● Work instructions:
• a. In the text on George Edmonds, where was he buried?
• b. Copy the passage from the text on George Edmonds starting at "In 1812 he supported" and ending at "Cemetery, Hockley, Birmingham.", swapping "Warwick Castle" for "Stafford Gaol".

George Edmonds (10 March 1788 – 1 July 1868) was an English teacher, lawyer, and scholar. He is principally remembered for his book A Universal Alphabet, Grammar, and Language. He was also a reforming journalist and leading Radical.

==Life==
Edmonds was the son of Edward Edmonds, the Baptist minister of the Bond Street Chapel in Birmingham, and his second wife Sarah Bromfield. He was educated by his father, and then set up a school.

He became Birmingham's first Clerk of the Peace when that town was incorporated as a borough.

In 1812 he supported Thomas Attwood's campaign against orders in council. Later in the decade he was involved in agitation over the poor law administration. In 1819 he was one of those indicted for the gesture of proposing Sir Charles Wolseley as a local representative of Birmingham, which had no Member of Parliament. In the end Edmonds spent a year imprisoned in Warwick Castle. In the 1830s he was active in the Birmingham Political Union.

Edmonds married twice, the second time at the age of 79. He died at Abington Abbey near Northampton on 1 July 1868, and was buried at Key Hill Cemetery, Hockley, Birmingham.

==Works==
A Universal Alphabet, Grammar, and Language enlarges upon John Wilkins's earlier An Essay towards a Real Character and a Philosophical Language. Edmonds proposed that one of the reasons for the nonadoption of Wilkins' universal language was that it was too hard to pronounce and that the words were too ugly when pronounced. He accordingly proposed a modified pronunciation system for the language.

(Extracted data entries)
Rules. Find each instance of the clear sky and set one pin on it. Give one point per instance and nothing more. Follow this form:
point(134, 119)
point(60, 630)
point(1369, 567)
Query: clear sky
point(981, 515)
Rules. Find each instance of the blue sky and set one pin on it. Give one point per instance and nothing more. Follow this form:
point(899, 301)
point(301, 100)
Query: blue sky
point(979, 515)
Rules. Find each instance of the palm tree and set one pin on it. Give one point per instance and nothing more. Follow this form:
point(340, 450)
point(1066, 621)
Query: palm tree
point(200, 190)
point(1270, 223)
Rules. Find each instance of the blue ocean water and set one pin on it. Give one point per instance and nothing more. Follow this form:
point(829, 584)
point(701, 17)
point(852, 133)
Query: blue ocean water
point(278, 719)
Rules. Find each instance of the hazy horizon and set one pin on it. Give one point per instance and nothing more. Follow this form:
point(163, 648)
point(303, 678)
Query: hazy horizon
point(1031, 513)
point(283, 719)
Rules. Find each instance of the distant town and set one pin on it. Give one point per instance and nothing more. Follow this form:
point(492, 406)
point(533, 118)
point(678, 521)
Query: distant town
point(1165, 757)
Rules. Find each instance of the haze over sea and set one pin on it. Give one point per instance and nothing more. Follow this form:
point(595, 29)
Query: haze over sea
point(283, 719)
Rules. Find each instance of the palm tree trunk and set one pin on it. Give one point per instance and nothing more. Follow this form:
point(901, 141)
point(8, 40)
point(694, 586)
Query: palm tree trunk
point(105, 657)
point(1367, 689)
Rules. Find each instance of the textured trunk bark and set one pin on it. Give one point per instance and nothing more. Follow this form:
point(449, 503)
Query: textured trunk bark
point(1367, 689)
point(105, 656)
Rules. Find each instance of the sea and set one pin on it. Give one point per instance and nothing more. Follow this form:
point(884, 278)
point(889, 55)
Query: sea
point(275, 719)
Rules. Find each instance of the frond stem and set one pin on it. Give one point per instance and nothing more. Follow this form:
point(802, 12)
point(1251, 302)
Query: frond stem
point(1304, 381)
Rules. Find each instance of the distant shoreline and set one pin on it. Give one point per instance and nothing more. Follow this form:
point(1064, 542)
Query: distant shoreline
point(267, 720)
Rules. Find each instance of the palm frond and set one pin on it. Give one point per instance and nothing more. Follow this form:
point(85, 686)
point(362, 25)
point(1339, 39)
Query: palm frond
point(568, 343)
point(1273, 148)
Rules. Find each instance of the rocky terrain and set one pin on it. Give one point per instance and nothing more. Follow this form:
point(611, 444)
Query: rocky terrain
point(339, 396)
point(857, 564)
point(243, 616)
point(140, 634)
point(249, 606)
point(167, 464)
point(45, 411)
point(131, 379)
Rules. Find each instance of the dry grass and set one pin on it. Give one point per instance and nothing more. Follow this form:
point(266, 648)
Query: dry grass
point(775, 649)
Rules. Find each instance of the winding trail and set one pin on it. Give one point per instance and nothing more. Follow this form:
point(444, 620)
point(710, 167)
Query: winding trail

● Answers to this exercise:
• a. At Key Hill Cemetery, Hockley, Birmingham.

• b.
In 1812 he supported Thomas Attwood's campaign against orders in council. Later in the decade he was involved in agitation over the poor law administration. In 1819 he was one of those indicted for the gesture of proposing Sir Charles Wolseley as a local representative of Birmingham, which had no Member of Parliament. In the end Edmonds spent a year imprisoned in Stafford Gaol. In the 1830s he was active in the Birmingham Political Union.

Edmonds married twice, the second time at the age of 79. He died at Abington Abbey near Northampton on 1 July 1868, and was buried at Key Hill Cemetery, Hockley, Birmingham.